What you will do => Please lay out the lines below as a Markdown table with the columns "No." and "Line", giving each row a number and skipping blank lines.

(Data entries)
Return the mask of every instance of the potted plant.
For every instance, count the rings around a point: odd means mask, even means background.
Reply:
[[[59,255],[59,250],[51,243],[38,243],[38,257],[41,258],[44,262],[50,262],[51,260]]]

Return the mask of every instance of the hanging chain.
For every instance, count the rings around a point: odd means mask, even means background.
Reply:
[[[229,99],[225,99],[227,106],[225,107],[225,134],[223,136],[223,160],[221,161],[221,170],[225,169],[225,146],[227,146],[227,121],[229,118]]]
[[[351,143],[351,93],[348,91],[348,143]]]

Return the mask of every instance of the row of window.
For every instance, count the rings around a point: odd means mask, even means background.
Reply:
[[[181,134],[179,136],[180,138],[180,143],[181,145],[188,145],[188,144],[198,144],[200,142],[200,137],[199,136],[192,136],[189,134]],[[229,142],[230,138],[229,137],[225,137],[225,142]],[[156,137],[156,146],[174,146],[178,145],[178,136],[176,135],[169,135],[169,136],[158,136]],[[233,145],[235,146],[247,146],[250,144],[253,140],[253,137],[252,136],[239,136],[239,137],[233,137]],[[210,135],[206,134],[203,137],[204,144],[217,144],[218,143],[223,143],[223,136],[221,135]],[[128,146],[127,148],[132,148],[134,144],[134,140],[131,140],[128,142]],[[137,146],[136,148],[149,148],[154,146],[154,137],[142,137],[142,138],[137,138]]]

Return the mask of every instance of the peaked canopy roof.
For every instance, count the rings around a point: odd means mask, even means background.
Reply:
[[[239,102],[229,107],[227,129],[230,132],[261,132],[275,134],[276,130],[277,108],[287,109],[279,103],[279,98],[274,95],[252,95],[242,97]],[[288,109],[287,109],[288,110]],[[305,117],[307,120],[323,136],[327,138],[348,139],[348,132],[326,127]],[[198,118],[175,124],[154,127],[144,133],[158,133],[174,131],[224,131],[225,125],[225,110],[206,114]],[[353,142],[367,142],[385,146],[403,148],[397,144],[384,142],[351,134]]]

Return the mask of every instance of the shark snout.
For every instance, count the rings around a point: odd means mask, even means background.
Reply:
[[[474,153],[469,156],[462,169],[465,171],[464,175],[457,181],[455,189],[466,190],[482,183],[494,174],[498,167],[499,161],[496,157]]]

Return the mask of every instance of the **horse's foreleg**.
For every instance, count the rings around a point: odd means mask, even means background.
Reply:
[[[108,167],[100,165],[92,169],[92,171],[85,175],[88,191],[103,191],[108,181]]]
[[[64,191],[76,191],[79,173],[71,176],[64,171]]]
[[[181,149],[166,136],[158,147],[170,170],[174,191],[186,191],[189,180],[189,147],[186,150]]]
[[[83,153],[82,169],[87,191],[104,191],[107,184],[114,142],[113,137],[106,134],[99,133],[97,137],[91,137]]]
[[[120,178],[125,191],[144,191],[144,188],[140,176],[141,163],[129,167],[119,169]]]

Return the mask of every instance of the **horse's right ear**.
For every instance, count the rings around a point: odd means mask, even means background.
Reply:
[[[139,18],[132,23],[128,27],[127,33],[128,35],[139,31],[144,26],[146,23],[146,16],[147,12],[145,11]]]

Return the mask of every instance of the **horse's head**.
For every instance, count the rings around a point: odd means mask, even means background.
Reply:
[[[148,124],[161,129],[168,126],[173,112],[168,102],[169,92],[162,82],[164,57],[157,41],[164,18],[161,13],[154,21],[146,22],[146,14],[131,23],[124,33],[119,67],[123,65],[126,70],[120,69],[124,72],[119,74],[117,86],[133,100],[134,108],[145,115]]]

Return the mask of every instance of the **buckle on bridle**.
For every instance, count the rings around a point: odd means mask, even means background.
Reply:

Response to the task =>
| No. | Line |
|---|---|
| 1 | Return the mask of every instance of the potted plant. |
| 2 | For every instance, count the rings around a point: odd means mask, even means background. |
| 3 | Reply: |
| 4 | [[[59,255],[59,250],[51,243],[38,243],[38,257],[41,258],[44,262],[50,262],[51,260]]] |
| 5 | Return the mask of every instance of the hanging chain. |
| 6 | For every instance, count the rings around a point: odd means mask, even means background. |
| 7 | Reply: |
| 8 | [[[229,99],[225,99],[227,106],[225,107],[225,134],[223,136],[223,160],[221,161],[221,170],[225,169],[225,146],[227,146],[227,121],[229,118]]] |
| 9 | [[[351,143],[351,93],[348,91],[348,143]]] |
| 10 | Return the mask of every instance of the row of window. |
| 11 | For every instance, count the rings around a point: odd means mask, even means background. |
| 12 | Reply: |
| 13 | [[[181,134],[179,136],[180,138],[180,143],[181,145],[188,145],[188,144],[198,144],[200,142],[200,137],[199,136],[192,136],[189,134]],[[229,142],[230,138],[229,137],[225,137],[225,142]],[[156,137],[156,146],[174,146],[178,145],[178,136],[176,135],[169,135],[169,136],[158,136]],[[233,145],[235,146],[247,146],[250,144],[253,140],[253,137],[252,136],[239,136],[239,137],[233,137]],[[210,135],[206,134],[203,137],[204,144],[217,144],[218,143],[223,143],[223,136],[221,135]],[[128,146],[127,148],[132,148],[134,144],[134,140],[131,140],[128,142]],[[137,146],[136,148],[149,148],[154,146],[154,137],[142,137],[142,138],[137,138]]] |
| 14 | Return the mask of every instance of the peaked canopy roof. |
| 15 | For every instance, count the rings around a point: odd means mask, even means background. |
| 16 | Reply: |
| 17 | [[[239,102],[229,107],[227,129],[230,132],[261,132],[275,134],[276,130],[277,108],[287,109],[279,103],[279,98],[274,95],[252,95],[242,97]],[[288,109],[287,109],[288,110]],[[305,117],[307,120],[323,136],[327,138],[348,139],[348,132],[326,127]],[[198,118],[175,124],[154,127],[144,133],[158,133],[174,131],[224,131],[225,125],[225,110],[206,114]],[[353,142],[367,142],[385,146],[403,148],[397,144],[384,142],[351,134]]] |
| 18 | Return the mask of every instance of the shark snout. |
| 19 | For every instance, count the rings around a point: odd means mask, even means background. |
| 20 | Reply: |
| 21 | [[[474,153],[469,156],[462,169],[465,171],[464,175],[457,181],[455,189],[466,190],[482,183],[494,174],[498,167],[499,161],[496,157]]] |
| 22 | Return the mask of every instance of the **horse's foreleg**. |
| 23 | For every instance, count the rings around a point: odd means mask, even means background. |
| 24 | Reply: |
| 25 | [[[108,167],[100,165],[92,169],[92,171],[85,175],[88,191],[103,191],[108,181]]] |
| 26 | [[[64,191],[76,191],[79,173],[71,176],[64,171]]] |
| 27 | [[[181,149],[166,136],[158,147],[170,170],[174,191],[186,191],[189,180],[189,147],[186,150]]] |
| 28 | [[[83,153],[82,169],[87,191],[104,191],[107,184],[114,142],[113,137],[106,134],[99,133],[97,137],[91,137]]] |
| 29 | [[[120,178],[125,191],[144,191],[144,188],[140,176],[141,163],[129,167],[119,169]]] |
| 30 | Return the mask of every instance of the **horse's right ear**. |
| 31 | For every instance, count the rings around a point: odd means mask, even means background. |
| 32 | Reply: |
| 33 | [[[139,18],[132,23],[128,27],[127,33],[128,35],[139,31],[144,26],[146,23],[146,16],[147,12],[145,11]]] |
| 34 | Return the mask of every instance of the **horse's head**. |
| 35 | For every instance, count the rings around a point: odd means mask, even means background. |
| 36 | Reply: |
| 37 | [[[148,124],[161,129],[168,126],[173,112],[168,102],[169,92],[162,82],[164,57],[157,41],[164,18],[161,13],[154,21],[146,22],[146,14],[131,23],[124,33],[119,67],[123,65],[126,70],[120,69],[124,72],[119,74],[117,86],[133,100],[134,108],[145,115]]] |
| 38 | Return the mask of every instance of the **buckle on bridle**. |
| 39 | For every instance, count the rings around a point: odd means mask, even means background. |
| 40 | Reply: |